▶ _EXERCISES_
1. Answer these from the potted plant dolly passage below:
(a) What retailer imports cheap Chinese tools to the U.S. retail market?
(b) What kind of tree does the writer have in a big pot?
(c) How much does the Potwheelz device weigh?
2. In the potted plant dolly passage below, list each price in the hierarchy of devices for moving the lime tree, along with the device it describes.
3. Resume the potted plant dolly passage below, picking up after its final sentence.

───── DOCUMENT PASSAGE

But as a side effect, the steady flood of such things has corroded my intuition about value.

Used to be, the world mostly functioned along the lines of “you get what you pay for”.  “If it’s too good to be true, it probably is.”  And so on.  And, to a degree it still does.  Most stuff that appears to be cheap crap, is.

But these days, that ain’t necessarily so.  Check out Harbor Freight, for example.  They’ve made their mark importing cheap Chinese tools to the U.S. retail market.  Of their offerings, everything is cheap.  And some of it is good.

The upshot is that in modern America, it’s hard to dismiss some offer as being too good to be true, based on some intuition about value.  About how much a given item, of a given quality, ought to cost.  At least, as an old guy.  I’ve seen too many items that seemed impossibly cheap, but were valid offers.


Today’s problem:  A sensible spectrum of offers, for a potted plant dolly.

I need a potted plant dolly capable of moving a potted tree across an uneven surface.

I have a lime tree (long story).  It’s in a big pot.  It’s awkward and heavy.  All winter, I have to move it into and out of my garage to give it daytime sun, without letting it freeze at night.  To do that, I secure it to a standard appliance dolly with rope, and have at it as best I can.  That’s getting pretty old.  Or I am.

Prior to this year, the world of relevant potted plant dollies made sense, value-wise.  Devices that might plausibly work, for moving my lime tree, fell into a nicely-sorted hierarchy of you-get-what-you-pay-for:

  • $70:  mass-market, flimsy, purpose-designed device.
  • $80:  mass-market generic light-duty hand truck.
  • $200:  industrial-quality hand truck
  • $500:  industrial-quality, purpose-designed device (“Potwheelz).

 

 

Given those options, I’ll stick with the hand truck that I already own.  It’s a pain to use, but it kind-of does the job.

But in my heart of hearts, I want a Potwheelz.


Red-hot or red-flag?

Then, Google turned up this offer, when I specifically searched for the high-end Potwheelz plant mover:

 

 

Note that this is less than one-tenth the price that the manufacturer sells it for.  With free shipping, yet.  This firm appears to be selling it for less than the value of the shipping charges alone, for the name-brand Potwheelz device. (The device weighs 40 pounds and ships in a box that’s about 2′ on a side.  That’s gotta cost somebody something, to ship.)

──────────
───── MATERIAL

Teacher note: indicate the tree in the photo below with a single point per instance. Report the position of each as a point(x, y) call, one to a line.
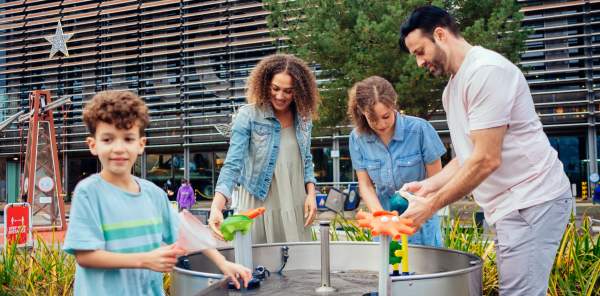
point(349, 40)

──────────

▶ _PER-TASK ANSWERS_
1.
(a) Harbor Freight
(b) A lime tree
(c) 40 pounds

2.
- $70: mass-market, flimsy, purpose-designed device
- $80: mass-market generic light-duty hand truck
- $200: industrial-quality hand truck
- $500: industrial-quality, purpose-designed device ("Potwheelz")

3.
So, it’s the age-old tradeoff between Greed and Fear, writ small.

Deal of the Century?  Bait-and-switch?  Scam?  Stolen goods?  Typo?

Your guess is as good as mine.


Evaluation

Pros:
  • My god that’s cheap.
  • Claims to be the name-brand device.
  • They didn’t steal the picture, or at least they had the good sense to alter it with AI.  The picture for the $50 model sits at a different angle to the camera, relative to the picture of the original $500 model.
  • The URL of the offeror appears to be a legit business, dealing in high-end outdoor products (for camping and such.)
Cons:
  • My god that’s cheap.
  • The website actually shows pictures of two different, but quite similar, devices (below).
  • The URL for the offer does not show any direct link to this particular device.  That is, you can’t go to the offeror’s website and end up at this particular web page via links on that website.
  • The “number sold” data is obviously nonsense, as it keeps changing at random, but that’s true of everything offered on this website.
  • There’s a lot of “hurry up and buy” pressure, including crude animations, time limits, and so on.  But again, that’s just standard for this seller.  Every item offered is in the same format.
  • The shipping time estimate suggest direct-ship from China.

These are the two different devices depicted at the $49 price point.  One appears to be the genuine name-brand Potwheelz.  The other isn’t.

Best guess, this is just another unbelievably cheap made-in-China good.  In this case a knock off of the genuine Potwheelz device.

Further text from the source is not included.